## Task instructions
a) In the passage on the Watumull Foundation, in what year did the foundation sponsor a lecture series by Dr. S. Radhakrishnan at American universities?
b) Using the passage on the Watumull Foundation, state in one to three sentences why the foundation began its annual awards and how those awards were divided.
c) Extend the passage on the Watumull Foundation, starting after its final sentence.

## Given text

The Watumull Foundation founded by Gobindram almost 75 years ago was a trailblazer in many ways. The foundation provided funds to American universities and colleges for the purchase of books about India; gave scholarships to Indians to study in the U.S. and supported an exchange of scholars between India and the U.S. In 1946 the foundation sponsored a series of lectures by Dr. S. Radhakrishnan, who later became India’s President, in 14 American universities. Ved Mehta, who went on to become a famous writer, was a recipient of a scholarship from the foundation. After Gobindram’s death in 1959, the foundation started annual awards in his memory: five in the sciences and five in the humanities.

## Recorded data

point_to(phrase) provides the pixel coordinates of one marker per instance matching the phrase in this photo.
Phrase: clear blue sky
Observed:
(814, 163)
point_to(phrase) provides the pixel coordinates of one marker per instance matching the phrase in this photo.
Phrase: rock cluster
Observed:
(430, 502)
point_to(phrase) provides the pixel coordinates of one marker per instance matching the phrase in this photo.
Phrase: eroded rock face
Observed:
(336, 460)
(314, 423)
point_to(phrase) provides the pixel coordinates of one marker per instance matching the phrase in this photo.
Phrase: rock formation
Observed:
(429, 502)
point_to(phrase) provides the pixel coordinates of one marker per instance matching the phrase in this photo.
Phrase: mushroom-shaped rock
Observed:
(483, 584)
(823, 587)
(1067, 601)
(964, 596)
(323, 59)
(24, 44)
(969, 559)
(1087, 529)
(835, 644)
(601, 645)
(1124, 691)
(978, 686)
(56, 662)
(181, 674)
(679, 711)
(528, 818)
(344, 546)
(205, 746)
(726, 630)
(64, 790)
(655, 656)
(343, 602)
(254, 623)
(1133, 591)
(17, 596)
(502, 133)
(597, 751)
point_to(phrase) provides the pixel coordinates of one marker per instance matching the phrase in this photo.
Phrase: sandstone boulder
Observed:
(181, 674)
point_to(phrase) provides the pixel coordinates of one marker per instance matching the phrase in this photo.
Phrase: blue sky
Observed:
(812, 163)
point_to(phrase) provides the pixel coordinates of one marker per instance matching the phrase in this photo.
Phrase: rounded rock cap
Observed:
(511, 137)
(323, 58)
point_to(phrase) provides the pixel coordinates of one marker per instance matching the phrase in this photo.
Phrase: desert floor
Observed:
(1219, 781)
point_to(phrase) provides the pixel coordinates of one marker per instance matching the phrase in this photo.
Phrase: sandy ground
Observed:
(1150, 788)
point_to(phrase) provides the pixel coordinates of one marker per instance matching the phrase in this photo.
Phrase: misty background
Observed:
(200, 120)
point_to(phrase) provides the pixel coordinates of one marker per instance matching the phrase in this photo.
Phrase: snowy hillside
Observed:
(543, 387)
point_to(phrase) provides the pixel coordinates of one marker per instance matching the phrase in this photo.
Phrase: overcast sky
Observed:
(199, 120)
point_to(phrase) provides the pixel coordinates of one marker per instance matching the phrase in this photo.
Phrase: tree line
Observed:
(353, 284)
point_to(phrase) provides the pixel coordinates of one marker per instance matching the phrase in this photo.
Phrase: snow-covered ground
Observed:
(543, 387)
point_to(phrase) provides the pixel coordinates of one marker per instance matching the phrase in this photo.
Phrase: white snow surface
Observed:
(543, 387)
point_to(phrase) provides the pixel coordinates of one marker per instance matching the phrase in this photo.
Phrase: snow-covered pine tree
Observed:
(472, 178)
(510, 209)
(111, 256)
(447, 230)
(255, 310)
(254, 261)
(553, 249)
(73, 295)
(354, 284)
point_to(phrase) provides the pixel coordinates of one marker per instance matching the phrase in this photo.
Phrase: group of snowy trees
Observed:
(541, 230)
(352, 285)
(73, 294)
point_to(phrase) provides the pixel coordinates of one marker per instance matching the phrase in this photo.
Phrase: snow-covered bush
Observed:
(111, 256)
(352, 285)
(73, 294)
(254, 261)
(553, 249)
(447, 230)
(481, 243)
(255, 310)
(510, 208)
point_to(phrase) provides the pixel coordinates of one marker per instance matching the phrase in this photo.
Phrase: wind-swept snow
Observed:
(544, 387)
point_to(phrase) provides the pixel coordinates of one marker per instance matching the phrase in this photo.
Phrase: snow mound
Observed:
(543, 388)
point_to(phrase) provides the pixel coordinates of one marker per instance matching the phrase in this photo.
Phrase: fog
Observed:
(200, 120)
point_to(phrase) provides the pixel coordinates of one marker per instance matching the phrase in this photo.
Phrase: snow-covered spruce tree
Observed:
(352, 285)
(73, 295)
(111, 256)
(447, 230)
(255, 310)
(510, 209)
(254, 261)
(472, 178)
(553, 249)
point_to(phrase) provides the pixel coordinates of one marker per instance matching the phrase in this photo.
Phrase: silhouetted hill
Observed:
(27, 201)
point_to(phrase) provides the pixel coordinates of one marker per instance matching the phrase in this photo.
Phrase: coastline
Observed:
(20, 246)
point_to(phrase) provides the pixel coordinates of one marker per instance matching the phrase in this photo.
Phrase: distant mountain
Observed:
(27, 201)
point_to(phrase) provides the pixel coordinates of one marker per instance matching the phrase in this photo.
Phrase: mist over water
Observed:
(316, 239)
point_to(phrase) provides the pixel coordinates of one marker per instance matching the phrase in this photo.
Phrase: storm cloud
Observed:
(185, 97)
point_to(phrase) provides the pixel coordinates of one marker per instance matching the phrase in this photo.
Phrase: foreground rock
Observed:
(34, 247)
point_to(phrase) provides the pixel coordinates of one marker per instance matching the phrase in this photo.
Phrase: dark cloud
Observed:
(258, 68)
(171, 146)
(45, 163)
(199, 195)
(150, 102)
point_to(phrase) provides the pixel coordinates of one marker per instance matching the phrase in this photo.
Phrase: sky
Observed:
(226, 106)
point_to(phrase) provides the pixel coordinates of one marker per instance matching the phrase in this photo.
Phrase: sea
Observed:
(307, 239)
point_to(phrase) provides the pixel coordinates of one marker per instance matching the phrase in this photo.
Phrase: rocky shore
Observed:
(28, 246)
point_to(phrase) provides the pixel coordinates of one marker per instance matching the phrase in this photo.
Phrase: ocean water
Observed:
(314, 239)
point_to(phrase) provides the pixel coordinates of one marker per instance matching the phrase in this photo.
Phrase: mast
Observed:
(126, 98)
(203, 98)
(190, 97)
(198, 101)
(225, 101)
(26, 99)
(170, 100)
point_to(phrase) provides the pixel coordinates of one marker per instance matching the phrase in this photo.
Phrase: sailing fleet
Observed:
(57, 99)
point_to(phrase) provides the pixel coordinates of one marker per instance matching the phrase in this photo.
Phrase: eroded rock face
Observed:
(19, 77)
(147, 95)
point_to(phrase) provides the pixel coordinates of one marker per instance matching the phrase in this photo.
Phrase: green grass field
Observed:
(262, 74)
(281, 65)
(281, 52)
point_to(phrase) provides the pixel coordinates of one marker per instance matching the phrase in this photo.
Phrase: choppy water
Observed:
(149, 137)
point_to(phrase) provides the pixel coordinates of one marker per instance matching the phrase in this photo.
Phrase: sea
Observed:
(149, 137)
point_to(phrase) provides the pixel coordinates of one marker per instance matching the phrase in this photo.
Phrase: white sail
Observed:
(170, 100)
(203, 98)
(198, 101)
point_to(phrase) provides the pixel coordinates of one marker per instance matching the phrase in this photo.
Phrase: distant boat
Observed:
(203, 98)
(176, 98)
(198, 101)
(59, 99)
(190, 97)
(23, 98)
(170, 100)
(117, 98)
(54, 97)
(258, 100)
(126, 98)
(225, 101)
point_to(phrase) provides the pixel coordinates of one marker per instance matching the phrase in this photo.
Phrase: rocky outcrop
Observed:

## Answers for the exercise
a) 1946

b) The foundation began the annual awards in memory of Gobindram after his death in 1959. There were five awards in the sciences and five in the humanities.

c)
In 1965, Jhamandas established the Jhamandas Watumull Fund. Having had very little formal education himself, he was keen to support educational work and gave large endowments to the University of Hawaii and other educational institutions in the U.S. as well as in India. The fund provides active support to the Honolulu Museum of Art and the Bishop Museum. In recognition of its support, the museum’s renovated Planetarium was re-named Jhamandas Watumull Planetarium. Jhamandas also established the Watumull Fund in 1973 to promote Indian culture and advancement of medical research in the US and in India.

In 1986, Sundari Watumull established the Rama Watumull Distinguished Indian Scholars Program, which promotes a visitor’s programme to support teachers, researchers and creative artists from India at the University of Hawaii where Ram had been a student. Earlier Jhamandas had also set up a fund in the memory of his son Ram to support visiting scholars attending the University of Hawaii.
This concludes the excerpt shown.